**TASK TO CARRY OUT:** Would you reproduce, word for word, only the lines from the one with "Point | for" to the end of the listing below?

**DATA IN THIS EXERCISE:**
◇ ◇ ◇ ◇ ◇ ◇ ◇
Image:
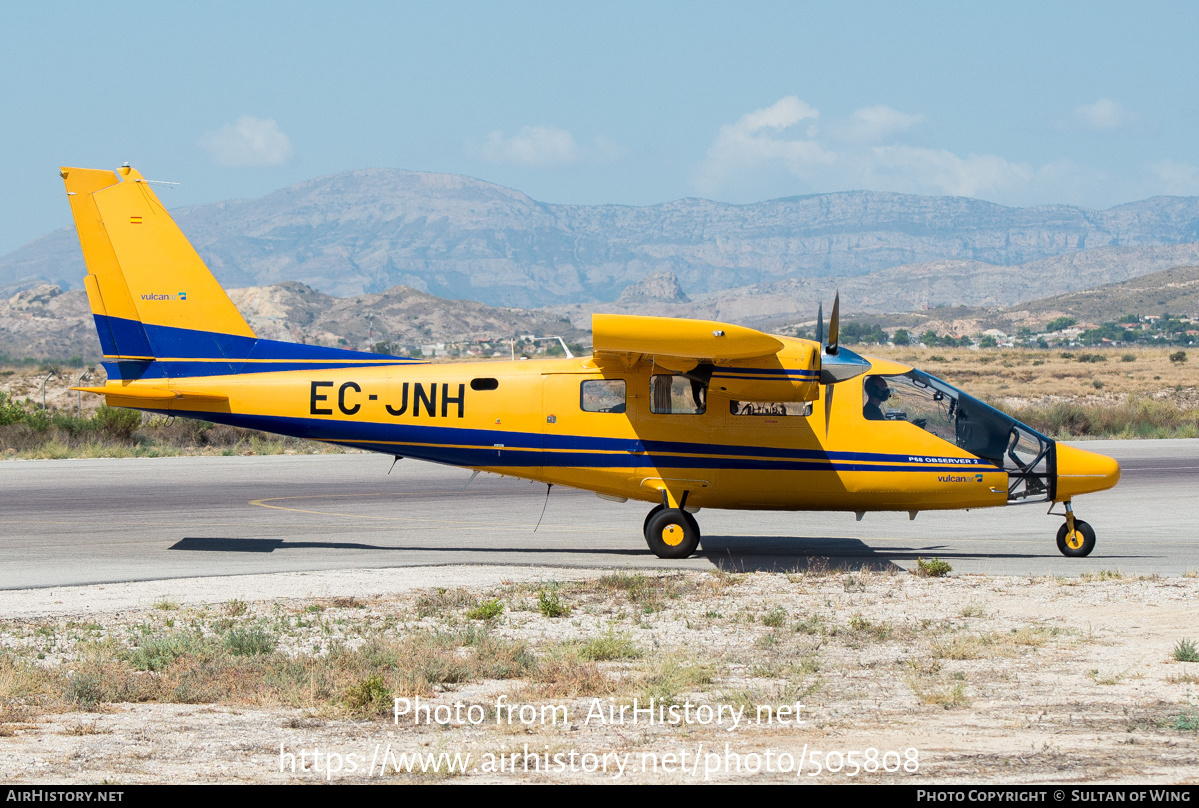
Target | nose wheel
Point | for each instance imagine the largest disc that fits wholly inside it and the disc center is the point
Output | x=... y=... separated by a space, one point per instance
x=1076 y=538
x=672 y=532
◇ ◇ ◇ ◇ ◇ ◇ ◇
**EXPECTED ANSWER:**
Point | for each instance imagine the largest disc that fits wholly inside it and the disc center is the point
Output | x=... y=... separated by a space, one point per instance
x=1076 y=538
x=672 y=532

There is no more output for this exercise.